▶ _GOAL OF THE EXERCISE_
The exercise calls for a faithful copy of all the data.

▶ _RECORD EXTRACTS_
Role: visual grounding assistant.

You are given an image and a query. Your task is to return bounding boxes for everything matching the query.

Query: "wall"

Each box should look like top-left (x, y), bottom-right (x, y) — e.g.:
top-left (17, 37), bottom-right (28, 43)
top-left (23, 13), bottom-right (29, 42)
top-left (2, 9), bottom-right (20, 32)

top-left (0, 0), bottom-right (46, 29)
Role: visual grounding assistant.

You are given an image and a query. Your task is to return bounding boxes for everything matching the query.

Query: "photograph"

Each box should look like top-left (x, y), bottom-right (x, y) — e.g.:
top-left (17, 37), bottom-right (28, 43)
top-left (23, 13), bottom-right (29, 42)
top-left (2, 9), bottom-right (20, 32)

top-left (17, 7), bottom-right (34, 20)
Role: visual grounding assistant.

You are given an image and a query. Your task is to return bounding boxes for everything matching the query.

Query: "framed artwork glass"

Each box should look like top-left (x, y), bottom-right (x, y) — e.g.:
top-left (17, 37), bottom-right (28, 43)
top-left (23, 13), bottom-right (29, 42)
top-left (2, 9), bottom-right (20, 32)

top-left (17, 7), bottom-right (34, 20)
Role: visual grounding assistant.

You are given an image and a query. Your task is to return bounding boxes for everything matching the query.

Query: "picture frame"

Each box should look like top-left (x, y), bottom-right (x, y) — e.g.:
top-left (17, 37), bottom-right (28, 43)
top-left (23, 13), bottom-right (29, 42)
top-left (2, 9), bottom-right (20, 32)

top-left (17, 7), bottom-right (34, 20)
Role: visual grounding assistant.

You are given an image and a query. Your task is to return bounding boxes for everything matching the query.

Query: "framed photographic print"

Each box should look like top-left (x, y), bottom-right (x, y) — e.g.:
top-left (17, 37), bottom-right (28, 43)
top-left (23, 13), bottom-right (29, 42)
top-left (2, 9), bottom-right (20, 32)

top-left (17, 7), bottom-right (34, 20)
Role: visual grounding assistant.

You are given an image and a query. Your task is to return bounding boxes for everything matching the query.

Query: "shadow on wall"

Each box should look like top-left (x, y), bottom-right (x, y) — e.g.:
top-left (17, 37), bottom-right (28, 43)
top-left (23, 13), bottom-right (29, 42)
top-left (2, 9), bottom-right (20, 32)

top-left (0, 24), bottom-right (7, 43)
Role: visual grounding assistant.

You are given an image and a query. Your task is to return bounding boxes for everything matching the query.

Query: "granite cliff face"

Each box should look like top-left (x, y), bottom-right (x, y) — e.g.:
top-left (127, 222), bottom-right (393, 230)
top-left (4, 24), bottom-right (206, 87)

▶ _EXERCISE OUTPUT_
Role: visual grounding assistant.

You are given an image and a query. Your task is to return bounding boxes for everything matching the query.

Query: "wall"

Each box should look like top-left (x, y), bottom-right (x, y) — e.g.:
top-left (17, 37), bottom-right (28, 43)
top-left (23, 13), bottom-right (29, 42)
top-left (2, 9), bottom-right (20, 32)

top-left (0, 0), bottom-right (46, 29)
Role: visual grounding assistant.

You are given an image and a query. Your task is to return bounding boxes for everything matching the query.

Query: "photograph"

Each box should look like top-left (x, y), bottom-right (x, y) — e.g.:
top-left (17, 37), bottom-right (28, 43)
top-left (23, 13), bottom-right (29, 42)
top-left (2, 9), bottom-right (20, 32)

top-left (17, 7), bottom-right (34, 20)
Role: visual grounding assistant.

You are given an image and a query. Your task is to return bounding boxes for everything matching the query.

Query: "framed artwork glass"

Each box should look like top-left (x, y), bottom-right (x, y) — e.g.:
top-left (17, 37), bottom-right (28, 43)
top-left (23, 13), bottom-right (29, 42)
top-left (2, 9), bottom-right (20, 32)

top-left (17, 7), bottom-right (34, 20)
Role: visual grounding assistant.

You are given an image and a query. Your task is to return bounding boxes for everything matching the query.

Query: "picture frame"

Each box should look like top-left (x, y), bottom-right (x, y) — e.g.:
top-left (17, 37), bottom-right (28, 43)
top-left (23, 13), bottom-right (29, 42)
top-left (2, 9), bottom-right (20, 32)

top-left (17, 7), bottom-right (34, 20)
Role: visual grounding assistant.

You are given an image and a query. Your task is to return bounding boxes for everything matching the query.

Query: "framed photographic print"

Each box should look like top-left (x, y), bottom-right (x, y) — e.g.:
top-left (17, 37), bottom-right (28, 43)
top-left (23, 13), bottom-right (29, 42)
top-left (2, 9), bottom-right (20, 32)

top-left (17, 7), bottom-right (34, 20)
Role: visual grounding assistant.

You are given an image and a query. Your task is to return bounding boxes for everything matching the query.

Query: "shadow on wall"

Each box should look like top-left (x, y), bottom-right (x, y) — e.g.:
top-left (17, 37), bottom-right (28, 43)
top-left (23, 13), bottom-right (29, 42)
top-left (2, 9), bottom-right (20, 32)

top-left (0, 24), bottom-right (7, 43)
Role: visual grounding assistant.

You are given an image and a query. Your task is to return bounding boxes for everything matching the query.

Query: "granite cliff face"

Each box should look like top-left (x, y), bottom-right (x, y) — e.g.:
top-left (127, 222), bottom-right (393, 230)
top-left (4, 24), bottom-right (206, 87)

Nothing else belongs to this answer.